▶ [GIVEN INSTRUCTION A]: Put the stretch of rows from the line containing "trace --target=sky --format='a" through the line containing "22L83 20L85 11L100" into a numbered list, leaving out any blank lines.

Why don’t many use hydrogen as a carrier?
We use helium in Gas Chromatography and GC/Mass Spectrometry because it is effective, safe, and inert, but it is also rare, non-renewable, and expensive… Our Moon’s supply of helium is constantly replenished, to a depth of several metres, because the solar winds drive it into the ground at a rate faster than it can escape—on Earth, however, the solar wind is neutralised by out magnetosphere and helium essentially bounces off of our atmosphere. The only remaining helium on Earth comes from the time before our planet had an atmosphere; we can’t make He, and there is no alternative source of it on our planet. What we have is trapped underground, usually combined with natural gas, and when it runs out, we can’t get any more from this planet. Declining supply means its price will continue to rise.

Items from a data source
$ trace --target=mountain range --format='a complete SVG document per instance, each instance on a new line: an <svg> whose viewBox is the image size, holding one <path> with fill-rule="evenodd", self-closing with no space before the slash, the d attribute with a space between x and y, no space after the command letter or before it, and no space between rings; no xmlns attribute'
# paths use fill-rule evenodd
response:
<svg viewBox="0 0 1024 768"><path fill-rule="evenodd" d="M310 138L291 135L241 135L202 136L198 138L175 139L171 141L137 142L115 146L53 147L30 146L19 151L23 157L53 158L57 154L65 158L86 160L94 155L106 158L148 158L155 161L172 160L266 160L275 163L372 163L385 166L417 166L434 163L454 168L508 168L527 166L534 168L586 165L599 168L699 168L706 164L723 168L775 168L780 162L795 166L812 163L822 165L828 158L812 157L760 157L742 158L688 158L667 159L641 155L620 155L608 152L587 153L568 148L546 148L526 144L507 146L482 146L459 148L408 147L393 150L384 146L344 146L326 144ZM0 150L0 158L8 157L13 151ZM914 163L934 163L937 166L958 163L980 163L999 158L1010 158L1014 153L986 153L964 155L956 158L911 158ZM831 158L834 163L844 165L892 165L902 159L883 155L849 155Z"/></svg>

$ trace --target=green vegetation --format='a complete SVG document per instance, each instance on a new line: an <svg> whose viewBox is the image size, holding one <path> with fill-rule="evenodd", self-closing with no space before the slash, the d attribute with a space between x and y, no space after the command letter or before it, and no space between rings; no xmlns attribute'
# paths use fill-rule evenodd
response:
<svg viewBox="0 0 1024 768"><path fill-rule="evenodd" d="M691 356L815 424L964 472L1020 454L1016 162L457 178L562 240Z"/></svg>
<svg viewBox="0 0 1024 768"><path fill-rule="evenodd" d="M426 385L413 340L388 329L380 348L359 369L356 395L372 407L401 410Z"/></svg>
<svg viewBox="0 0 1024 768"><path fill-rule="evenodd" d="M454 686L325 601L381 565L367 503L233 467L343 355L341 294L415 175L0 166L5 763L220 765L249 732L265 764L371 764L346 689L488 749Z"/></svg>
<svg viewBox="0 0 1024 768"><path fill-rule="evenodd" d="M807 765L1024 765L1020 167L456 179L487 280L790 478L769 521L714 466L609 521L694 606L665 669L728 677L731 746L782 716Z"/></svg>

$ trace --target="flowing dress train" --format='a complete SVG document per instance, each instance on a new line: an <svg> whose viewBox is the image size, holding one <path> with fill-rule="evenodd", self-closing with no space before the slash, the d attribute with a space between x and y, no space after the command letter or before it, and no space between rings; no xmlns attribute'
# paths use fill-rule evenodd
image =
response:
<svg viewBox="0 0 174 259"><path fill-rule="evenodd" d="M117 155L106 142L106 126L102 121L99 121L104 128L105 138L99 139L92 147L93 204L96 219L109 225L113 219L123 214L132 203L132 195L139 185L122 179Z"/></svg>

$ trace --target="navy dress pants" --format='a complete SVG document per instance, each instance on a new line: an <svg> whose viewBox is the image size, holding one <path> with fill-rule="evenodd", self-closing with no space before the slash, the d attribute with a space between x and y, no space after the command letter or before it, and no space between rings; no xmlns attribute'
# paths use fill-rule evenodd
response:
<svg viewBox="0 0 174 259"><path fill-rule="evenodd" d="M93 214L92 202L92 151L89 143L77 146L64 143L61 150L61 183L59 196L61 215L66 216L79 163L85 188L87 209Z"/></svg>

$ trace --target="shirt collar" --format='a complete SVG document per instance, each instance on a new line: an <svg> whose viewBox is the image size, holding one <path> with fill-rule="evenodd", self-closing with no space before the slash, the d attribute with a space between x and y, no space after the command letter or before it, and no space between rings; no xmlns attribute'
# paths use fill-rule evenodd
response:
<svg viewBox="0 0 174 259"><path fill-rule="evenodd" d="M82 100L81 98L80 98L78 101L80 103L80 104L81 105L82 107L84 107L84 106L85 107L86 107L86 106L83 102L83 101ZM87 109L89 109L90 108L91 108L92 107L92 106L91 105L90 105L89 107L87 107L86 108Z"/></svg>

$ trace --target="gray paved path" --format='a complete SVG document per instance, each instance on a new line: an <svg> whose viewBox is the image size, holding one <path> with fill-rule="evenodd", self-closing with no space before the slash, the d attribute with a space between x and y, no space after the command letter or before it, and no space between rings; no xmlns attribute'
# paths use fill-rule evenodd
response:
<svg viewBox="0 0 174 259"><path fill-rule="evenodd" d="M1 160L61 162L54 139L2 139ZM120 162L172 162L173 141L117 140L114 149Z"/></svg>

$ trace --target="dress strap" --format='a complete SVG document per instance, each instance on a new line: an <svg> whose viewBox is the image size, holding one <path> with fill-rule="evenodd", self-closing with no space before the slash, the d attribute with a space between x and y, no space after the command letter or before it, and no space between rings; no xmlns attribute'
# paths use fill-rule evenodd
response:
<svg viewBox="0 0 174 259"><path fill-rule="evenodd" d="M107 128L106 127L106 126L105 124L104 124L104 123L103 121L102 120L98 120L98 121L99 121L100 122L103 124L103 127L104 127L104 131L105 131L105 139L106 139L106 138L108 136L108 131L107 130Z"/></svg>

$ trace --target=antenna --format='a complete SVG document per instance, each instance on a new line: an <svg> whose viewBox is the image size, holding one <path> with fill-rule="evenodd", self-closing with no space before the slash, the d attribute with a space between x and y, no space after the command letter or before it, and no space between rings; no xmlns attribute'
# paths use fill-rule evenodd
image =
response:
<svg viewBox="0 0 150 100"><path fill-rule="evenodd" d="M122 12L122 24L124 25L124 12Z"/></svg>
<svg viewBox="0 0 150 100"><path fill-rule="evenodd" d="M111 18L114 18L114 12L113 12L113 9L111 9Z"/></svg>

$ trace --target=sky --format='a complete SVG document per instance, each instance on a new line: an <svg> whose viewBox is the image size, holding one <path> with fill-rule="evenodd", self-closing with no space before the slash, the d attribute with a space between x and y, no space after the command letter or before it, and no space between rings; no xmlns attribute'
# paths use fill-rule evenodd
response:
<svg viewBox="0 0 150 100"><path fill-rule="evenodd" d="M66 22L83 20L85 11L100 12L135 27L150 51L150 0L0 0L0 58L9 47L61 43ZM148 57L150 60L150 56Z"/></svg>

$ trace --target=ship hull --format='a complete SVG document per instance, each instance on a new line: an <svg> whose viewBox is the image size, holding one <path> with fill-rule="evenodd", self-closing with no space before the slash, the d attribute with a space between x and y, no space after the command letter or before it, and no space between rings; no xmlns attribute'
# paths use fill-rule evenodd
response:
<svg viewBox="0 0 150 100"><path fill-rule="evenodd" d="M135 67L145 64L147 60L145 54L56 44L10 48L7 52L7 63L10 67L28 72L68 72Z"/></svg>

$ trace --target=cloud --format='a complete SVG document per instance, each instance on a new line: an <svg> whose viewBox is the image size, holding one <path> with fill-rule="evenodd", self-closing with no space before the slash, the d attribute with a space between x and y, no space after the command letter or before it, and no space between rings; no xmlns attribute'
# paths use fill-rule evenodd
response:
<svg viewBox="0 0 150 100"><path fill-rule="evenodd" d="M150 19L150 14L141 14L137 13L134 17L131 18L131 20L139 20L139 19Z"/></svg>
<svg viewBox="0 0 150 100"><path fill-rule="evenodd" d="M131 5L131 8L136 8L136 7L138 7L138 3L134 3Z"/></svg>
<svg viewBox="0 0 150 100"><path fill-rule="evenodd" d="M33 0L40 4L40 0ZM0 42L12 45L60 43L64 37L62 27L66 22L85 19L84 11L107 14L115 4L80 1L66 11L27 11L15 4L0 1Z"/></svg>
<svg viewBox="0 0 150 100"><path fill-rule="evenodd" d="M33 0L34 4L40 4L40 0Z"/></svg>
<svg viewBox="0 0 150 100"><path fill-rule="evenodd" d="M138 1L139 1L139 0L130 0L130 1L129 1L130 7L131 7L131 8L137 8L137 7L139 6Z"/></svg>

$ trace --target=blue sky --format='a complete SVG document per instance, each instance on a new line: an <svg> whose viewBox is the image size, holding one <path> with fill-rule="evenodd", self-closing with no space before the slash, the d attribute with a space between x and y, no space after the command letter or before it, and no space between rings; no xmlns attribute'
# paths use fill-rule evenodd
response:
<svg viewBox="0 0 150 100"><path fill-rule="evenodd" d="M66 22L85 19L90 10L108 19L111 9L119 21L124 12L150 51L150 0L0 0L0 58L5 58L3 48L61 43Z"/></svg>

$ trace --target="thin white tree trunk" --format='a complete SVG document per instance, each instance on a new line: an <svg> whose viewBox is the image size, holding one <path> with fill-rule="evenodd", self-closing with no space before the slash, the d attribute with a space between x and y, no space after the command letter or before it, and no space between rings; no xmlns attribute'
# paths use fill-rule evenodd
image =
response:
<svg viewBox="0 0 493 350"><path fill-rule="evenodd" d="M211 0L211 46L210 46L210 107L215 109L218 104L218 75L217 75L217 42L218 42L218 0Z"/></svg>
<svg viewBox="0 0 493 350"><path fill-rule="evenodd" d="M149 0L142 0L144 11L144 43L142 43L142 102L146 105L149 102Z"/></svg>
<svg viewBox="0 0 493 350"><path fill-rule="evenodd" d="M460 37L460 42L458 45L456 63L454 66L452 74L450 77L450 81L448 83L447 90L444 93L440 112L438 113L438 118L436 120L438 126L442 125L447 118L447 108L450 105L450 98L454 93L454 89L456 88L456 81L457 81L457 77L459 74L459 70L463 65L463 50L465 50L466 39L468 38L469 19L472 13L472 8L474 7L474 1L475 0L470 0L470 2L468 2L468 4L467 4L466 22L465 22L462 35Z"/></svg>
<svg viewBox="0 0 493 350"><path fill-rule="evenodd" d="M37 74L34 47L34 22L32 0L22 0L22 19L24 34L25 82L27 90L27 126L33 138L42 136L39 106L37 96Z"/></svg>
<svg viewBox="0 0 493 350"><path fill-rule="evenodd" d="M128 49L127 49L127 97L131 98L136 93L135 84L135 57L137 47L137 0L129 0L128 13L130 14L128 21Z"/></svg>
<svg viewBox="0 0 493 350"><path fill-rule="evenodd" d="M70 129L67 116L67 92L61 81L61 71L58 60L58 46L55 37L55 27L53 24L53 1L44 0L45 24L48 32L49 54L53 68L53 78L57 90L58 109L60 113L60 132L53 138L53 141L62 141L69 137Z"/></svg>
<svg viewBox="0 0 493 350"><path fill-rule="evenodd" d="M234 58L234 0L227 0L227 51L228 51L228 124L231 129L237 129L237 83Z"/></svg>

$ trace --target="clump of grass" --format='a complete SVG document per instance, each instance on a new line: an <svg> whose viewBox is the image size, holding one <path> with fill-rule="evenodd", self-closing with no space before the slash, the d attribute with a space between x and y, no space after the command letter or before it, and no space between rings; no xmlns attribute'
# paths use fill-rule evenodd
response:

▶ [GIVEN INSTRUCTION B]: Does the helium text support each of these statements? Answer yes or no, and quote the words that decide it. (i) Solar winds keep replenishing the Moon's helium. (ii) Helium on Earth is usually found combined with natural gas. (iii) Helium can be produced on Earth.

▶ [TASK ANSWER A]:
1. $ trace --target=sky --format='a complete SVG document per instance, each instance on a new line: an <svg> whose viewBox is the image size, holding one <path> with fill-rule="evenodd", self-closing with no space before the slash, the d attribute with a space between x and y, no space after the command letter or before it, and no space between rings; no xmlns attribute'
2. # paths use fill-rule evenodd
3. response:
4. <svg viewBox="0 0 150 100"><path fill-rule="evenodd" d="M66 22L83 20L85 11L100 12L135 27L150 51L150 0L0 0L0 58L9 47L61 43ZM148 57L150 60L150 56Z"/></svg>

▶ [TASK ANSWER B]:
(i) Yes: "Our Moon’s supply of helium is constantly replenished, to a depth of several metres, because the solar winds drive it into the ground"
(ii) Yes: "What we have is trapped underground, usually combined with natural gas"
(iii) No: "we can’t make He, and there is no alternative source of it on our planet"